In the material below, the required lines run from the one containing "Target: beige seat" through the one containing "Target: headlight". Copy those lines exactly, ends included, and nothing else.

###

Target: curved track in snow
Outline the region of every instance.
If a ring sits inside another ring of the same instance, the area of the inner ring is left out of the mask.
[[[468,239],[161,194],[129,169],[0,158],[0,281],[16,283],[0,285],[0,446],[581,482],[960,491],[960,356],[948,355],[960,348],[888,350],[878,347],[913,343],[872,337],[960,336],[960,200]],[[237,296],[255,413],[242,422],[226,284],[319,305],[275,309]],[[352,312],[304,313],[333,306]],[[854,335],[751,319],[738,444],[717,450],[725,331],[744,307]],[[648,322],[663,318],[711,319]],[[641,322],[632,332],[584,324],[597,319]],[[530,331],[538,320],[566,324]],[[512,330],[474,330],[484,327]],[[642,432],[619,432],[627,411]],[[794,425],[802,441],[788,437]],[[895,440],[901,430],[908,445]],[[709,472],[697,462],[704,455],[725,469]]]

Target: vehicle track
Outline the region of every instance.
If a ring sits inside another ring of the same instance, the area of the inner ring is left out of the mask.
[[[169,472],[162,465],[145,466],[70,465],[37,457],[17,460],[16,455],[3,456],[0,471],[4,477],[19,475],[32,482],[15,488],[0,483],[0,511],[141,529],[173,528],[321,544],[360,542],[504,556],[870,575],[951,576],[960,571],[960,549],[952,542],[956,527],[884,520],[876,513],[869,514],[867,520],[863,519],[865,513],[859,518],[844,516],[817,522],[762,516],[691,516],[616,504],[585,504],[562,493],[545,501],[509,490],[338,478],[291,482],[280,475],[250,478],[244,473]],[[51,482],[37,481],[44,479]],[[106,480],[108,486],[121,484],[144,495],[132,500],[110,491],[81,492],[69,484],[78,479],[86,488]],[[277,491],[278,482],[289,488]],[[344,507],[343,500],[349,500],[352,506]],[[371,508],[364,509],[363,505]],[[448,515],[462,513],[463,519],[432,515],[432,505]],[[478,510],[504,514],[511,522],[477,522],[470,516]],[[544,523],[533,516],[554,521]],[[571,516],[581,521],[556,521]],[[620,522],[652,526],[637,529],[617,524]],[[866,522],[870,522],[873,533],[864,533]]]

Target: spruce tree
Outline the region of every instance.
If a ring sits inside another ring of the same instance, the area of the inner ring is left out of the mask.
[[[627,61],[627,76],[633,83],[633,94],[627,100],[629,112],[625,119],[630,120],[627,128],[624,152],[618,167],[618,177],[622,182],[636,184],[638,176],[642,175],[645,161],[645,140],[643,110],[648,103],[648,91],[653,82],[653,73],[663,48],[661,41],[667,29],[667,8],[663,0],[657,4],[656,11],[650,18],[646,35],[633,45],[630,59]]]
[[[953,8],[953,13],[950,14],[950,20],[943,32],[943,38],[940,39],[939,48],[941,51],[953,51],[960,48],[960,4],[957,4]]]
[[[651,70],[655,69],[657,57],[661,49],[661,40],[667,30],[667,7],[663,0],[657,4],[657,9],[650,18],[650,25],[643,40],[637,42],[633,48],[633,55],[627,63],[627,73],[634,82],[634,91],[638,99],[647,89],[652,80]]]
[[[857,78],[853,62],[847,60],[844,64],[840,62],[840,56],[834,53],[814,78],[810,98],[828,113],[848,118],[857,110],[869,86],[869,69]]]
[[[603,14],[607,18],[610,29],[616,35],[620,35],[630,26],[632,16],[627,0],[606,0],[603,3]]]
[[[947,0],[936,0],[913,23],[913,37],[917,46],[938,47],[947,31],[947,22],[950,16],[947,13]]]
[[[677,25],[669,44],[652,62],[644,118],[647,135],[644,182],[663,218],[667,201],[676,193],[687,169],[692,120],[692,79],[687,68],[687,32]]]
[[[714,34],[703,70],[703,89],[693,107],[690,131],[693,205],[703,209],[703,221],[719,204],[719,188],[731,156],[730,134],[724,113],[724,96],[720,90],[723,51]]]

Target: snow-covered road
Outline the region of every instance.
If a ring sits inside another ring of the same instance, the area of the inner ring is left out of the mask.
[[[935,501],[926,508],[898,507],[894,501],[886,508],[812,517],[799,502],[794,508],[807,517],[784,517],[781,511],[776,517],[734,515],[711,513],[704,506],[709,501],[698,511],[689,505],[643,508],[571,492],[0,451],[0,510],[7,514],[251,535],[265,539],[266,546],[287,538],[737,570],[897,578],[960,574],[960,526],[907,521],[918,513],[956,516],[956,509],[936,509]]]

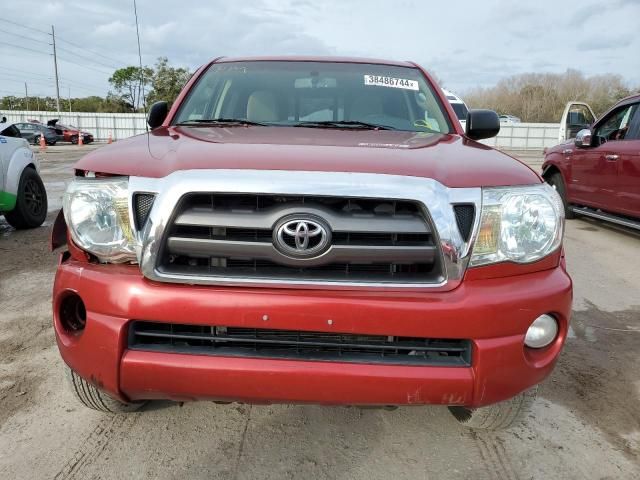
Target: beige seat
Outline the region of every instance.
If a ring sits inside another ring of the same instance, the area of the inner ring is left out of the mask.
[[[278,99],[275,93],[257,90],[247,100],[247,120],[252,122],[276,122],[278,118]]]

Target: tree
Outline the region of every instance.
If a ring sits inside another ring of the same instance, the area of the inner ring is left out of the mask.
[[[490,88],[478,88],[466,96],[473,108],[490,108],[524,122],[560,121],[567,102],[587,102],[596,114],[604,113],[632,93],[620,75],[585,77],[578,70],[565,73],[523,73],[500,80]]]
[[[155,65],[148,103],[165,101],[171,105],[190,77],[191,73],[186,68],[171,67],[167,57],[159,57]]]
[[[144,92],[141,83],[148,84],[153,78],[153,70],[149,67],[124,67],[119,68],[109,78],[109,83],[123,101],[131,105],[131,109],[136,111],[140,108],[141,101],[144,101]]]

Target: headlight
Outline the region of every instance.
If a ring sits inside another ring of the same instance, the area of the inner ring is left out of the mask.
[[[123,177],[76,179],[64,194],[64,218],[73,241],[102,262],[136,261],[128,186]]]
[[[563,229],[562,200],[546,183],[483,189],[471,265],[540,260],[560,246]]]

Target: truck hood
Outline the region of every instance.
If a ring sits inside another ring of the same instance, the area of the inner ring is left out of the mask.
[[[155,178],[192,169],[361,172],[448,187],[541,181],[519,160],[459,135],[296,127],[161,127],[95,150],[75,168]]]

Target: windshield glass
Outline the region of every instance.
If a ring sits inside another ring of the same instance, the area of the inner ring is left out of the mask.
[[[173,123],[211,119],[270,126],[330,122],[333,128],[363,127],[360,122],[393,130],[451,132],[420,70],[378,64],[213,64],[192,88]]]
[[[451,106],[453,107],[453,111],[456,112],[456,116],[459,120],[467,119],[467,113],[469,110],[467,110],[467,106],[464,103],[452,103]]]

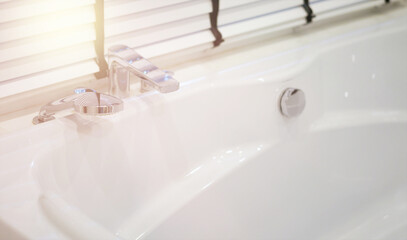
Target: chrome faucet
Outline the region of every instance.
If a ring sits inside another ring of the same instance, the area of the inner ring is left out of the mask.
[[[109,93],[125,98],[130,95],[130,73],[140,78],[141,92],[156,89],[161,93],[178,90],[179,82],[159,69],[134,49],[125,45],[109,48]]]
[[[86,88],[78,88],[75,93],[75,95],[42,106],[38,115],[33,118],[33,124],[53,120],[55,113],[68,108],[74,108],[78,113],[92,116],[107,115],[123,110],[123,101],[119,98]]]

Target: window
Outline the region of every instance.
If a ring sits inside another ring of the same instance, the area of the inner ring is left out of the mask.
[[[96,0],[0,0],[0,98],[94,78]],[[314,21],[384,0],[311,0]],[[220,0],[218,29],[238,36],[305,24],[304,0]],[[213,47],[211,0],[105,0],[105,49],[124,44],[146,58]],[[264,34],[264,33],[263,33]],[[220,46],[222,47],[222,46]]]

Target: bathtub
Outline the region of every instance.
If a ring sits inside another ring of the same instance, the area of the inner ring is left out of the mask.
[[[268,43],[176,72],[179,91],[120,114],[1,136],[0,236],[405,239],[405,16]],[[295,118],[280,112],[288,87],[306,96]]]

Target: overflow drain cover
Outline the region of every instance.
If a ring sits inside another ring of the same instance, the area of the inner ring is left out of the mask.
[[[280,111],[285,117],[296,117],[305,108],[305,94],[300,89],[287,88],[280,99]]]

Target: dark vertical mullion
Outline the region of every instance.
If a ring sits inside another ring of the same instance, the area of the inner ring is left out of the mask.
[[[99,66],[99,72],[95,73],[96,78],[104,78],[107,76],[107,62],[105,59],[105,14],[104,0],[96,0],[95,3],[95,51],[96,63]]]

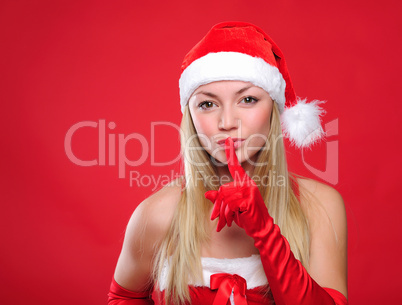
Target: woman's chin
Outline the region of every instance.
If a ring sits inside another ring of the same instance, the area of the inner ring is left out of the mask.
[[[211,160],[211,162],[212,162],[212,164],[213,165],[215,165],[215,166],[218,166],[218,167],[221,167],[221,166],[226,166],[227,165],[227,163],[226,163],[226,156],[220,156],[219,154],[218,155],[209,155],[209,157],[210,157],[210,160]]]
[[[237,160],[240,164],[247,161],[253,164],[251,161],[254,161],[256,157],[255,155],[255,153],[251,155],[246,155],[242,150],[236,150]],[[210,159],[215,166],[227,166],[226,154],[224,152],[218,152],[216,154],[210,155]]]

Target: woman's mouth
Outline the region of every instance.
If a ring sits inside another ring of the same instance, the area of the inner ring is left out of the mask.
[[[233,140],[233,146],[234,146],[235,149],[237,149],[240,146],[242,146],[244,141],[245,141],[245,139],[240,139],[240,138],[232,138],[232,140]],[[225,141],[226,141],[226,139],[223,139],[223,140],[218,141],[217,143],[220,146],[225,147]]]

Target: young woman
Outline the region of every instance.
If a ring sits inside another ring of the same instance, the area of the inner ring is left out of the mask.
[[[296,98],[277,45],[215,25],[180,98],[184,176],[134,211],[109,304],[347,304],[342,197],[291,175],[283,144],[319,140],[322,109]]]

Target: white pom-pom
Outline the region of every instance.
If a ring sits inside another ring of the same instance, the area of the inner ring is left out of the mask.
[[[292,144],[299,148],[308,147],[325,135],[320,119],[325,110],[319,106],[321,103],[325,102],[314,100],[306,103],[306,99],[298,99],[296,105],[285,108],[281,116],[282,127]]]

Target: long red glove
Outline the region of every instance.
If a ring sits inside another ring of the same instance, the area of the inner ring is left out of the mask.
[[[219,217],[217,231],[234,221],[254,239],[261,262],[277,305],[345,305],[346,298],[338,291],[322,288],[297,260],[288,241],[269,215],[258,186],[237,160],[233,140],[226,139],[226,157],[234,181],[205,197],[214,203],[211,220]]]
[[[110,284],[110,291],[108,293],[108,305],[153,305],[154,301],[151,299],[152,291],[134,292],[121,287],[112,278]]]

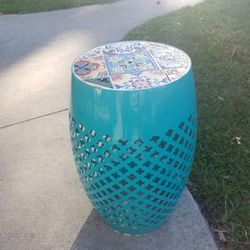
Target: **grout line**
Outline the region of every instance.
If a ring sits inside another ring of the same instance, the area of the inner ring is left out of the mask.
[[[27,120],[24,120],[24,121],[15,122],[15,123],[11,123],[9,125],[5,125],[3,127],[0,127],[0,129],[12,127],[12,126],[15,126],[15,125],[18,125],[18,124],[22,124],[22,123],[26,123],[26,122],[29,122],[29,121],[33,121],[33,120],[36,120],[36,119],[39,119],[39,118],[43,118],[43,117],[46,117],[46,116],[55,115],[55,114],[58,114],[58,113],[61,113],[61,112],[65,112],[65,111],[68,111],[68,110],[69,110],[69,108],[65,108],[65,109],[61,109],[59,111],[55,111],[55,112],[48,113],[48,114],[45,114],[45,115],[39,115],[39,116],[30,118],[30,119],[27,119]]]

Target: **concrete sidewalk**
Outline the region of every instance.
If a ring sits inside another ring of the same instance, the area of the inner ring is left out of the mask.
[[[121,0],[0,16],[0,249],[217,249],[188,191],[151,234],[128,238],[107,228],[82,191],[68,132],[73,59],[198,2]]]

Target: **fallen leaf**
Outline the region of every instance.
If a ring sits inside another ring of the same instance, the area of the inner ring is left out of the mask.
[[[220,101],[224,101],[224,100],[225,100],[222,96],[217,96],[217,98],[218,98]]]
[[[235,136],[235,137],[232,139],[232,143],[237,144],[237,145],[241,144],[241,137]]]
[[[223,241],[223,242],[226,242],[226,238],[225,238],[225,235],[223,232],[218,232],[218,235],[219,235],[219,239],[220,241]]]

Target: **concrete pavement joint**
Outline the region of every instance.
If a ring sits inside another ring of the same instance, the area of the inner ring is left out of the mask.
[[[43,117],[47,117],[47,116],[50,116],[50,115],[55,115],[55,114],[58,114],[58,113],[61,113],[61,112],[65,112],[65,111],[68,111],[68,110],[69,110],[69,108],[65,108],[65,109],[58,110],[58,111],[55,111],[55,112],[51,112],[51,113],[48,113],[48,114],[45,114],[45,115],[39,115],[39,116],[30,118],[30,119],[26,119],[24,121],[15,122],[15,123],[11,123],[11,124],[5,125],[3,127],[0,127],[0,129],[12,127],[12,126],[15,126],[15,125],[18,125],[18,124],[22,124],[22,123],[26,123],[26,122],[29,122],[29,121],[37,120],[37,119],[40,119],[40,118],[43,118]]]

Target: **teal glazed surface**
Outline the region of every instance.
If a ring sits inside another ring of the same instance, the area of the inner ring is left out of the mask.
[[[192,167],[191,64],[174,81],[129,90],[91,85],[72,71],[70,131],[83,188],[114,230],[152,231],[175,208]]]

###

→ The answer
Target: beige seat
Outline the region of every instance.
If a ring sits inside another ring of the same instance, the area of the inner ring is left out of the mask.
[[[278,99],[275,93],[257,90],[247,100],[247,120],[252,122],[276,122],[278,118]]]

Target: tree
Outline the region of every instance.
If a ring sits inside another ring of the same instance, the area of the inner ring is left out of the mask.
[[[490,88],[478,88],[466,96],[473,108],[490,108],[524,122],[560,121],[567,102],[587,102],[596,114],[604,113],[632,93],[620,75],[585,77],[578,70],[565,73],[523,73],[500,80]]]
[[[155,65],[148,103],[165,101],[171,105],[190,77],[191,73],[186,68],[171,67],[167,57],[159,57]]]
[[[144,92],[141,83],[148,84],[153,78],[153,70],[149,67],[124,67],[119,68],[109,78],[109,83],[123,101],[131,105],[131,109],[136,111],[140,108],[141,101],[144,101]]]

Target: headlight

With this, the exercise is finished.